**Document section:**
## Begin
In Table 5, samples with forest areas over 90 ha seemed to affect surrounding landscapes most among the three groups. The main pattern of the impact range based on forest area was calculated from the average values of the six selected metircs values for each forest area group, i.e., 580 m for the 30 to 60 ha forest area group, 420 m for the 60 to 90 ha group and 1670 m for the over 90 ha group (Table 5). Three metrics, NP, PD and TE, were most representative of the main pattern. For example, in the case of NP, while sites with 30 to 60 ha of forest area showed an impact range of 1000 m, sites of over 90 ha had a 2000 m impact range. Sites of 60 to 90 ha had the smallest impact range of 500 m, and this phenomenon was similar to the main pattern shown in Table 5. The fundamental attributes characterizing golf courses were summarized as the number of patches derived from NP and PD and the edge length from TE according to the major elements of the representative landscape metrics (Table 5) [32]. In industrial complex analysis, the larger forest area group showed a greater impact, with average values of 620 m for forest areas of 0 to 30 ha and 1170 m for those over 30 ha (Table 5). Three metrics, NP, PD and CONNECT, had a dominant role in determining the main pattern of the impact range (Table 5). CONNECT varied from the values found for golf course analysis, as described above. These three metrics were derived primarily from the number of patches (NP, PD) and the joining conditions of a certain patch type (CONNECT) (Table 5) [32]. In conclusion, this result revealed that while the “edge length” of TE represented the unique characteristic of golf courses, the “joining conditions of patches” of CONNECT was considered as an useful delegate element for industrial complexes (Table 5).

Comparing golf courses with industrial complexes, there was a difference in the most representative landscape metrics of the main patterns shaded in Table 5. While NP and PD were selected for both types, TE was only applicable to golf courses and CONNECT was only applicable to industrial complexes. Because NP and PD were considered the most representative metrics for both development types; however, they were not useful for effectively differentiating between the two development types in terms of landscape change after development. Instead, TE, which originated from the edge length, and CONNECT, which is determined based on configuration by patch type, were considered valuable metrics for distinguishing golf courses from industrial complexes in terms of fragmentation impact.

According to the results from TE (Table 5), golf courses disturbed the forest areas surrounding developments more than industrial complexes. From this, it can be deduced that golf courses triggered additional development, which inevitably affected the edge region. The CONNECT of industrial complexes indicated that this type of development interrupted the aggregation of congeneric patches and/or divided the patches. This implied that industrial complexes might cause more serious changes in adjacent areas on a patch scale, such as damage due to secondary development, than golf course development. Additionally, golf courses with the minimum forest area showed a greater impact range than the medium-sized group, which was an unexpected result in this research (Table 5). In contrast, the impact ranges of industrial complexes increased with the size of forest areas within project sites. Based upon the results explained above, we compared the application of our approach with the actual development of two industrial complexes in Figure 3 ((a) 0 to 30 ha; (b) over 30 ha).
## End
**What needs to be done:** Repeat the part of the passage on landscape metrics starting at "Comparing golf courses" and ending at "of fragmentation impact.", word for word.

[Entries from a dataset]
## Begin
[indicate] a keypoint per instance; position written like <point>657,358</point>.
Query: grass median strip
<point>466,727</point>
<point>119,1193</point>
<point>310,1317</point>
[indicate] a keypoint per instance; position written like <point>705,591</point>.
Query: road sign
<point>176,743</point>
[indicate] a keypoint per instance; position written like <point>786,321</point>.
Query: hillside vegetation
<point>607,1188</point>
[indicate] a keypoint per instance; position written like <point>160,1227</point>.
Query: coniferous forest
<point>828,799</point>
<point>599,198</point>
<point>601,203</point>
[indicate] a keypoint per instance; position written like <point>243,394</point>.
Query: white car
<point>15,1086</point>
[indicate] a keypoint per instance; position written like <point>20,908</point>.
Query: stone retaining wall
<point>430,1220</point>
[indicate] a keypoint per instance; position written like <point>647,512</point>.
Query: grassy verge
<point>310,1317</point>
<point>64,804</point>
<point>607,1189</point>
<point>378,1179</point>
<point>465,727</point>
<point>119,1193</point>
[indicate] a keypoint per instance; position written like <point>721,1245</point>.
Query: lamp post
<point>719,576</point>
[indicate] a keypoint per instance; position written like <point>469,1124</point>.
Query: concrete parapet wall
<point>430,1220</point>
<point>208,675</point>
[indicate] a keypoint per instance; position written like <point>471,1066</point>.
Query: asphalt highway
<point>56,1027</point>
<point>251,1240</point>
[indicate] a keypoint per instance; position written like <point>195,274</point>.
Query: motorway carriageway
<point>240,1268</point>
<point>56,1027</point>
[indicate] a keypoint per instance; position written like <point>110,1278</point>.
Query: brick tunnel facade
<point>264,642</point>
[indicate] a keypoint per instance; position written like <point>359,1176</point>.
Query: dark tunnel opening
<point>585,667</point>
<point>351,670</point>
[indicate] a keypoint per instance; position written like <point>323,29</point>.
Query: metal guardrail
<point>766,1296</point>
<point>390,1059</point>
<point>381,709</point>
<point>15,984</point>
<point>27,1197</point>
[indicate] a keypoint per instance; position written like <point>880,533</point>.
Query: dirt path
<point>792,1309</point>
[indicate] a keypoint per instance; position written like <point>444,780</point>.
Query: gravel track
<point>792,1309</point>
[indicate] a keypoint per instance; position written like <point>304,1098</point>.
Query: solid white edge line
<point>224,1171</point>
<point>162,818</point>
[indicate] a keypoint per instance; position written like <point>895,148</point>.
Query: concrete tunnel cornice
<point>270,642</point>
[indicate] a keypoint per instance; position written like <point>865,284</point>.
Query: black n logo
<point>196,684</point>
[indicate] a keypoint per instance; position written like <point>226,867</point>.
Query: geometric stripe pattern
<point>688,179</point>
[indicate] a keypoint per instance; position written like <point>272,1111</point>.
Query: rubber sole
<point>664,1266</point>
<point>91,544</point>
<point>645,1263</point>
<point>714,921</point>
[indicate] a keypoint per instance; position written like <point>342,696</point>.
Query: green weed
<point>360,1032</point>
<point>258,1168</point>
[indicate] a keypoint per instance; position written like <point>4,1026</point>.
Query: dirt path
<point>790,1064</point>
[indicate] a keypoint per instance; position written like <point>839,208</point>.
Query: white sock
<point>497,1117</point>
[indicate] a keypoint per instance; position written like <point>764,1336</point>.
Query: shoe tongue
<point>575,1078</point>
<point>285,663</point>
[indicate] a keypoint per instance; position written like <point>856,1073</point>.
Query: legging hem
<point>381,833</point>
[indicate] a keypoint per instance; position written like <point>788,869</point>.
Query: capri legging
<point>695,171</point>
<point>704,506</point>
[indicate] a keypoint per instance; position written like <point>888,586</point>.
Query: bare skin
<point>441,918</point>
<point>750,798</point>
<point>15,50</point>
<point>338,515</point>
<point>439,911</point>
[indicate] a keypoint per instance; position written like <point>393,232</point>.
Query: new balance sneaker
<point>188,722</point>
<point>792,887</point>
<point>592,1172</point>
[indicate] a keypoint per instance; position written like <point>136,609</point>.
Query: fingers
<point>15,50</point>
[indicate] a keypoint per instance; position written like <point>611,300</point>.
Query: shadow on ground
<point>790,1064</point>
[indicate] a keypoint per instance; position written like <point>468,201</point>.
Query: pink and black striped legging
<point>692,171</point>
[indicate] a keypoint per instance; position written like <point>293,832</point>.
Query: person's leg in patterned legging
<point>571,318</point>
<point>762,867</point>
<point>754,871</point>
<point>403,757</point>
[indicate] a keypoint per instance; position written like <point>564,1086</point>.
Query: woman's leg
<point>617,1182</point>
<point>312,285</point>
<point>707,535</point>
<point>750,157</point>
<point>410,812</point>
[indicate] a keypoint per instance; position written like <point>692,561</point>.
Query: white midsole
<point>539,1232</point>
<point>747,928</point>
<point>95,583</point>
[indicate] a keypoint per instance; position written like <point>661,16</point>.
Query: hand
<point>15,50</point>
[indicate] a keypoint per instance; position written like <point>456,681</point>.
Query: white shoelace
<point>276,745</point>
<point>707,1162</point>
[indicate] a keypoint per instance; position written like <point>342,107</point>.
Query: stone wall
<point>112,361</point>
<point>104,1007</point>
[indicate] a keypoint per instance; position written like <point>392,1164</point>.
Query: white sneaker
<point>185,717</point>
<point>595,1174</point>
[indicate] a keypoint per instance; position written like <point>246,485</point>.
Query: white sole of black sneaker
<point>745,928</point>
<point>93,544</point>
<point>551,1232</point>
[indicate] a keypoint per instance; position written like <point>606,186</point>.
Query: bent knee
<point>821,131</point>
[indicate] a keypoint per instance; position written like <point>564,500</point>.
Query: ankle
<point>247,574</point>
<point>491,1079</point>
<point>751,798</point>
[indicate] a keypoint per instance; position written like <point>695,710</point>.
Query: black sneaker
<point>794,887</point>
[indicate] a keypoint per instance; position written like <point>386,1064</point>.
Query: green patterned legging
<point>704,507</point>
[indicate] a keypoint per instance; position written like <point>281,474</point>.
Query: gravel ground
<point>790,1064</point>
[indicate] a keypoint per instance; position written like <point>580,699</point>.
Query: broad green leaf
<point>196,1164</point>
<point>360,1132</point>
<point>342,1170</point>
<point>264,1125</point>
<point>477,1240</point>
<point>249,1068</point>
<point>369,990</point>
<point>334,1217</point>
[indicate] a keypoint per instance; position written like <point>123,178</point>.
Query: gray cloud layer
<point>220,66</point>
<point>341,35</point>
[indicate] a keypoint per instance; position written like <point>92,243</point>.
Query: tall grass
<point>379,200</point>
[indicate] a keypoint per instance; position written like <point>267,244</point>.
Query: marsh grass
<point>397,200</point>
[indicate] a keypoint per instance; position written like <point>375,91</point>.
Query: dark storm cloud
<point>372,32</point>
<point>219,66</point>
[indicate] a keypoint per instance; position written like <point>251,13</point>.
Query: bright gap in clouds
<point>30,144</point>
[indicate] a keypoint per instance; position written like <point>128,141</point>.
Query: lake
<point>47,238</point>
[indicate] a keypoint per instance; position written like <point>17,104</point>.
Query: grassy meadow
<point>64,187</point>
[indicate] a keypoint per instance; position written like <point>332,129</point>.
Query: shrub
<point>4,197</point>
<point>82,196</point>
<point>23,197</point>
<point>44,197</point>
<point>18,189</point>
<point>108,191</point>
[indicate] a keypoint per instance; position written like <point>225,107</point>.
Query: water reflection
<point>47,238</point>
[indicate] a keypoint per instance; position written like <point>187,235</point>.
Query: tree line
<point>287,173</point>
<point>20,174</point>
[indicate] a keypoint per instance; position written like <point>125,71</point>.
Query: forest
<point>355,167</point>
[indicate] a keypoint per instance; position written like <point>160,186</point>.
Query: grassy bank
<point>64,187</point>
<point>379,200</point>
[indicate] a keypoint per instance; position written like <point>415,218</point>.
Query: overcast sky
## End
**Completed exercise:**
Comparing golf courses with industrial complexes, there was a difference in the most representative landscape metrics of the main patterns shaded in Table 5. While NP and PD were selected for both types, TE was only applicable to golf courses and CONNECT was only applicable to industrial complexes. Because NP and PD were considered the most representative metrics for both development types; however, they were not useful for effectively differentiating between the two development types in terms of landscape change after development. Instead, TE, which originated from the edge length, and CONNECT, which is determined based on configuration by patch type, were considered valuable metrics for distinguishing golf courses from industrial complexes in terms of fragmentation impact.